Ensemble Theatre, May 7


As Shakespeare did with his protagonist in Richard III, Joanna Murray-Smith plucked Patrica Highsmith from history, dropped her on a stage, and started pulling strings. Biographical drama is seldom compelling when it’s excessively reverential toward historical fact. The truth of what happens on stage counts for more.

Toni Scanlon and Laurence Boxhall. Photos: Brett Boardman.

The play places the famed author of the Ripley books in her final phase in the Swiss Alps, draws on her real-life cantankerousness, racism and alcoholism, and then throws an unwanted visitor into her den. The audience need know nothing of Highsmith because that visitor, Edward, from her New York publishers, helpfully fills us in on the writer whom Graham Greene dubbed “the poet of apprehension”.

Murray-Smith’s intent is to play ever so deftly with the shifting balance of power between the initially hapless Edward (Laurence Boxhall) and the caustic Patricia (Toni Scanlon), and director Shaun Rennie has certainly cast actors who make these power-shifts credible.

Scanlon, whom we see too seldom on our stages, ostensibly has the plum role of being almost murderously misanthropic. In fact Edward’s predecessor in trying to obtain a new publishing contract from Patricia is in therapy and having flashbacks. What a gift for any actor to play someone who savours being so nasty! Perhaps intentionally, Scanlon at first seems slightly detached, but she settles in, rather like a lion which, initially disoriented by the Colosseum, spots the Christian and licks its lips. She’s expert, too, at letting her grip slip almost imperceptibly; at intermittently losing the baton.

**Questions to answer**
1. According to the review, who directed the production?
2. Copy out the review from "Murray-Smith’s intent is" down to "losing the baton.", putting "tiger" in place of "lion".

**Available data**
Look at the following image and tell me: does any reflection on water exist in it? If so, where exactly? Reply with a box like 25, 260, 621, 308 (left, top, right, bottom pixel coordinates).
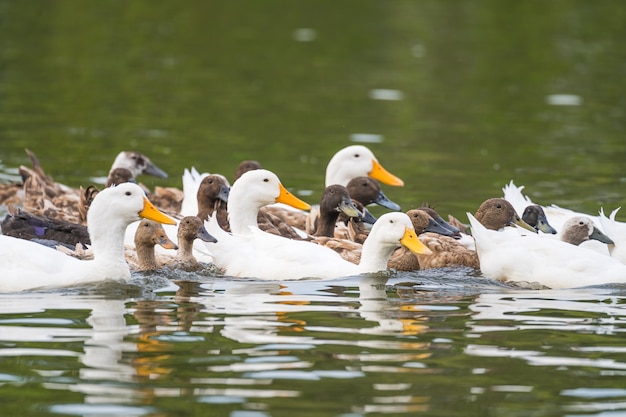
0, 0, 626, 417
0, 274, 626, 415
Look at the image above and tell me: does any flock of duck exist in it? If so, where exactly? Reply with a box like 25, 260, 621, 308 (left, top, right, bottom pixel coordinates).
0, 145, 626, 291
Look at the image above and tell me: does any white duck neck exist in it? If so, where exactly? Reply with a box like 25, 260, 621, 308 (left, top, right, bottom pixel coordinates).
359, 233, 398, 272
227, 183, 264, 235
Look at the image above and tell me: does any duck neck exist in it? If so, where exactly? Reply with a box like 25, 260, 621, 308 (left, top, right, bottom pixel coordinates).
177, 238, 195, 261
315, 211, 339, 237
136, 245, 158, 271
88, 221, 128, 268
228, 192, 262, 235
359, 239, 397, 272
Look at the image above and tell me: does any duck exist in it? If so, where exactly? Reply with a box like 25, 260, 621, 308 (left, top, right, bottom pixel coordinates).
312, 184, 361, 237
0, 207, 91, 248
558, 216, 615, 246
388, 208, 478, 271
0, 183, 175, 291
209, 205, 428, 281
502, 180, 600, 231
599, 208, 626, 264
502, 180, 626, 257
170, 216, 217, 271
522, 204, 557, 235
14, 149, 167, 222
325, 145, 404, 187
475, 197, 535, 233
419, 205, 461, 239
207, 170, 432, 280
196, 174, 230, 230
255, 145, 404, 234
109, 151, 168, 179
346, 176, 400, 211
390, 198, 534, 270
126, 219, 178, 272
467, 213, 626, 289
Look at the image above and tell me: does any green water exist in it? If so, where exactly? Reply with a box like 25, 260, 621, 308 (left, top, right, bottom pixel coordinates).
0, 0, 626, 417
0, 0, 626, 216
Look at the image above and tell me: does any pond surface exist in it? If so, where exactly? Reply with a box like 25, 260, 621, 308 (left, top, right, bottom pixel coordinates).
0, 0, 626, 417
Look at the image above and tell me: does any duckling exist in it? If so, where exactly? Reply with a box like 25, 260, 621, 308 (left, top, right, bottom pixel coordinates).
14, 149, 167, 222
522, 204, 556, 235
346, 176, 400, 211
474, 198, 536, 233
126, 219, 178, 271
420, 205, 461, 239
389, 208, 478, 271
1, 208, 91, 247
196, 174, 230, 231
172, 216, 217, 271
559, 216, 615, 246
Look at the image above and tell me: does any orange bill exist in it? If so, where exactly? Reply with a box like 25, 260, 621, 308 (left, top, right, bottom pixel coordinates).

**Responses by item number**
1. Shaun Rennie

2.
Murray-Smith’s intent is to play ever so deftly with the shifting balance of power between the initially hapless Edward (Laurence Boxhall) and the caustic Patricia (Toni Scanlon), and director Shaun Rennie has certainly cast actors who make these power-shifts credible.

Scanlon, whom we see too seldom on our stages, ostensibly has the plum role of being almost murderously misanthropic. In fact Edward’s predecessor in trying to obtain a new publishing contract from Patricia is in therapy and having flashbacks. What a gift for any actor to play someone who savours being so nasty! Perhaps intentionally, Scanlon at first seems slightly detached, but she settles in, rather like a tiger which, initially disoriented by the Colosseum, spots the Christian and licks its lips. She’s expert, too, at letting her grip slip almost imperceptibly; at intermittently losing the baton.